## 指示 A
ブレスレットの創作についての文章によると、店主が「銀河鉄道の夜」をモチーフにブレスレットを編もうと思い立ったのはなぜですか。1〜3文で説明してください。

## 抜粋文
■ ■ ■ ■ ■ ■ ■

2021/02/21 10:24





四万十川の早朝にて。



【 Braceletの創作、賢治と銀河鉄道の夜 】


宮沢賢治も石が好きだったということを思い出したことから、大好きな「銀河鉄道の夜」をモチーフにブレスレットを編んでみようかとふと思い立ちました。

このブレスを創作するのはとてもスムーズで、使用する石のピースは思い立ってから数分ですべてが決まっていました。ですので、ほとんどインスピレーションでクリエイションされているこのBraceret。

テーマのひとつは「銀河鉄道の夜に身につけていたいブレス」ということですが、身につけたり、眺めたりすることである雰囲気やイメージからくる世界観、その空気感を感じて頂けたら嬉しいです。店主自身が銀河鉄道の夜をテーマにして創作したこともあり、やはりこのブレスはそういった空気感をもてているのでは、と思います。

銀河鉄道の夜はさまざまな方がオマージュを出している賢治の人気作品ですが、店主もこの物語がとても好きです。

■ ■ ■ ■ ■ ■ ■

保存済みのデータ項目
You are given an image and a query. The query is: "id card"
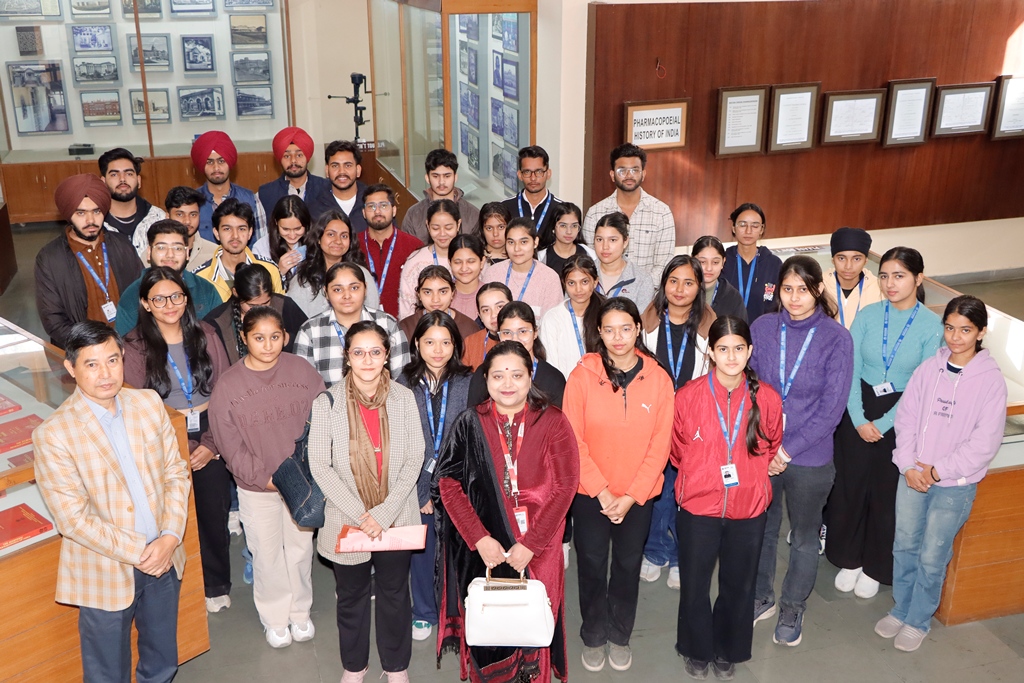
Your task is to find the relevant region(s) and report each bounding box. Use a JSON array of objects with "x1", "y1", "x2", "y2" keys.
[
  {"x1": 871, "y1": 382, "x2": 896, "y2": 396},
  {"x1": 722, "y1": 464, "x2": 739, "y2": 488}
]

■ ■ ■ ■ ■ ■ ■

## 指示 B
上の記録をすべて、一字一句そのまま書き写してください。画像は答えに入れないでください。

## 最終回答 A
宮沢賢治も石が好きだったことを思い出したのがきっかけです。そこから、大好きな「銀河鉄道の夜」をモチーフにしてみようと思い立ちました。

## 最終回答 B
You are given an image and a query. The query is: "id card"
Your task is to find the relevant region(s) and report each bounding box. Use a JSON array of objects with "x1", "y1", "x2", "y2" keys.
[
  {"x1": 871, "y1": 382, "x2": 896, "y2": 396},
  {"x1": 722, "y1": 464, "x2": 739, "y2": 488}
]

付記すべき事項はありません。